Return word for word the lines from the line with "In the photo above, where can the calm" through the line with "column 374, row 172", including both of those lines.

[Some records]
---
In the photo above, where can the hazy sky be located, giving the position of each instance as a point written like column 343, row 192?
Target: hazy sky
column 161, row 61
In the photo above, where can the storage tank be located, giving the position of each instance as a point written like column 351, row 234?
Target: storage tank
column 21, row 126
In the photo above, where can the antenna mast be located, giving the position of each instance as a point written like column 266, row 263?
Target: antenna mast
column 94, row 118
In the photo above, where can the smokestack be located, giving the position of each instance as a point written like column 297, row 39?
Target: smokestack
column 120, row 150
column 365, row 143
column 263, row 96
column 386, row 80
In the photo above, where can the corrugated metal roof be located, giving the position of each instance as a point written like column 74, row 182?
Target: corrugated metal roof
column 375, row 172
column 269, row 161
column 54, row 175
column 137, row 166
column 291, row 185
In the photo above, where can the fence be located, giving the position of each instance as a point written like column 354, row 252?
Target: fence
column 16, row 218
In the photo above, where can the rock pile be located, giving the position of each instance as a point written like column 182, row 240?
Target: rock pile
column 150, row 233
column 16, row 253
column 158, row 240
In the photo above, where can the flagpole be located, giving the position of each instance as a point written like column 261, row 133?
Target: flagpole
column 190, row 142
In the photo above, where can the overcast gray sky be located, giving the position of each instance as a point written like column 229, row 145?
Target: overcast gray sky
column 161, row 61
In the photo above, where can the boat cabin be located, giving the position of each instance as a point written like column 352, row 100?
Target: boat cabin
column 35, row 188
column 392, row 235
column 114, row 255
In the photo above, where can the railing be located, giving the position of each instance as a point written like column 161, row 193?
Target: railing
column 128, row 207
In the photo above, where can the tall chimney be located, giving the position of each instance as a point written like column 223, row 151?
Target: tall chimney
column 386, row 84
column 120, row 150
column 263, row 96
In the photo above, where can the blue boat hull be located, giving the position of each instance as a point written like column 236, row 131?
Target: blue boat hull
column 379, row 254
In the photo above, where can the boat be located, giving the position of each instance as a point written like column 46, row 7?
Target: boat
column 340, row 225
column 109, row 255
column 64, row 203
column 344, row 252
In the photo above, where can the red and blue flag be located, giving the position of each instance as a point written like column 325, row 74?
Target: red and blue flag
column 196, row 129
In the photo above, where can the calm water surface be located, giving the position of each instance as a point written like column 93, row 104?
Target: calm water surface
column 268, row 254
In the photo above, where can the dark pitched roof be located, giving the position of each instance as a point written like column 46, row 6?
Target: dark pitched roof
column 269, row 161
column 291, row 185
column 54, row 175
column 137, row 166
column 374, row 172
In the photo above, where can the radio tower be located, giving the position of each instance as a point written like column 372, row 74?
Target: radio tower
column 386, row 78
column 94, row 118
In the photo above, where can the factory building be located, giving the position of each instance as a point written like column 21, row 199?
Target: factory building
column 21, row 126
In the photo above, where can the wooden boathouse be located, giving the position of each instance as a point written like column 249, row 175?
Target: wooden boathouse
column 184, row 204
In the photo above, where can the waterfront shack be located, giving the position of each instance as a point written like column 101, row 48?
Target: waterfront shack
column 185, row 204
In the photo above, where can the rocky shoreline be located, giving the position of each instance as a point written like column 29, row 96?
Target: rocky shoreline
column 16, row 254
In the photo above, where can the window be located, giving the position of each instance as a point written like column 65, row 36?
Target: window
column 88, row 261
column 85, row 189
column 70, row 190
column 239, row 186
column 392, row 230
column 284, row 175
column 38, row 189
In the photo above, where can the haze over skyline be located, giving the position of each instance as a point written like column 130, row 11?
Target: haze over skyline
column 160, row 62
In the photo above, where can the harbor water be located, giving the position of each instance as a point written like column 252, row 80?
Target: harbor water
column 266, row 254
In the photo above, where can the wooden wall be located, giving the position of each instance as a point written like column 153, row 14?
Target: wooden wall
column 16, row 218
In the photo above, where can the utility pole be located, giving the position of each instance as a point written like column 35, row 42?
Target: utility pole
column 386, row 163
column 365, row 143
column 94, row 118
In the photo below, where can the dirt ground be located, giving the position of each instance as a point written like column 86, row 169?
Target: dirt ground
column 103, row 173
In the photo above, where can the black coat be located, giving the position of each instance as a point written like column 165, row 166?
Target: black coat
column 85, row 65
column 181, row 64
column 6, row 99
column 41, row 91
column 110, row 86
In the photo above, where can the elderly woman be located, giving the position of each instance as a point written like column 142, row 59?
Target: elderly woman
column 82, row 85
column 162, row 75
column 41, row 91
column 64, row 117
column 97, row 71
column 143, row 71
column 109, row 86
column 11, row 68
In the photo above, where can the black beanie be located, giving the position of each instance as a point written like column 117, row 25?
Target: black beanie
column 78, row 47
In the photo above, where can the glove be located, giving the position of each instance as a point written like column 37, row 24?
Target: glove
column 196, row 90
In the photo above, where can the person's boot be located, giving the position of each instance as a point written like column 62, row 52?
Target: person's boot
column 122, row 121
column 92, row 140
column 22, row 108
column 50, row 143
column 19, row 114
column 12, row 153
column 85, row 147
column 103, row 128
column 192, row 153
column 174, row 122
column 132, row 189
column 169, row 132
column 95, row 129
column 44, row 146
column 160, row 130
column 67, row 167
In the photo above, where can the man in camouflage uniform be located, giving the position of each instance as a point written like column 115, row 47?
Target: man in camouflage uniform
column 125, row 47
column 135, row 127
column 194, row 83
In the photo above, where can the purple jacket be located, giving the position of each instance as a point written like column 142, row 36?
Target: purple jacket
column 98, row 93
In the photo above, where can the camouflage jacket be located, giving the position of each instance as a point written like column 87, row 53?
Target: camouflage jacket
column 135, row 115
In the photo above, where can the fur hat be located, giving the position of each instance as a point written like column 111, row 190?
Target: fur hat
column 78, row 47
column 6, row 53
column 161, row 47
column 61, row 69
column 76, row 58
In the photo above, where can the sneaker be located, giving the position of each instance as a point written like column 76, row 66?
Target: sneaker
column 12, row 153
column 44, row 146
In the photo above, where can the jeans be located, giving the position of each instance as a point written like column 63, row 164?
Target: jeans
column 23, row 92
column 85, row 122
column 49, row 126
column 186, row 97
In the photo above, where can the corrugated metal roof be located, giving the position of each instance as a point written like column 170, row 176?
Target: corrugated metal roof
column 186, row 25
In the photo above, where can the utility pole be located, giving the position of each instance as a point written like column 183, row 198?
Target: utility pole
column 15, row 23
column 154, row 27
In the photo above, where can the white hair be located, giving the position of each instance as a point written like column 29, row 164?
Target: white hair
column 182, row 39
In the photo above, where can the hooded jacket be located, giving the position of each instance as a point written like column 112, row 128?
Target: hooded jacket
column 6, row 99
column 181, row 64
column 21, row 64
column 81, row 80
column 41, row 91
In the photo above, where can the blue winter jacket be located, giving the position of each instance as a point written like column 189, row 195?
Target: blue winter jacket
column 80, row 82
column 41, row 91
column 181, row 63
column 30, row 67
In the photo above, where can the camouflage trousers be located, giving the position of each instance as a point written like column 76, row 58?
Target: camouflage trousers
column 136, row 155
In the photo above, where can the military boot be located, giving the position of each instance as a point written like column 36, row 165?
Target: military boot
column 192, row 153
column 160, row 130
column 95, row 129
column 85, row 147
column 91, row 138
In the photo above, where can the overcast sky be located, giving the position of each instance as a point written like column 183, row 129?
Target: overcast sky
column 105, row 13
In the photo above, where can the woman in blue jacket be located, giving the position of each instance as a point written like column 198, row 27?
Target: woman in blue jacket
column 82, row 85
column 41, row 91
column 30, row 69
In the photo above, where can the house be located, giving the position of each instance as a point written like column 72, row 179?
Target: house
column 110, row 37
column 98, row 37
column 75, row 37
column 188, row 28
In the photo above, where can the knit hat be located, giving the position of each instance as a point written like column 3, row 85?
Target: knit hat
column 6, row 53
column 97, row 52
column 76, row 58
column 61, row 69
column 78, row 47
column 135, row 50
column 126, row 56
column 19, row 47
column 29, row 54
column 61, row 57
---
Response for this exercise:
In the photo above, where can the calm water surface be located, giving the position of each instance as a point written like column 93, row 104?
Target: calm water surface
column 268, row 254
In the photo above, where can the dark pitched roof be located, giving the position of each instance as a point written like column 46, row 6?
Target: dark pitched roof
column 269, row 161
column 291, row 185
column 54, row 175
column 137, row 166
column 374, row 172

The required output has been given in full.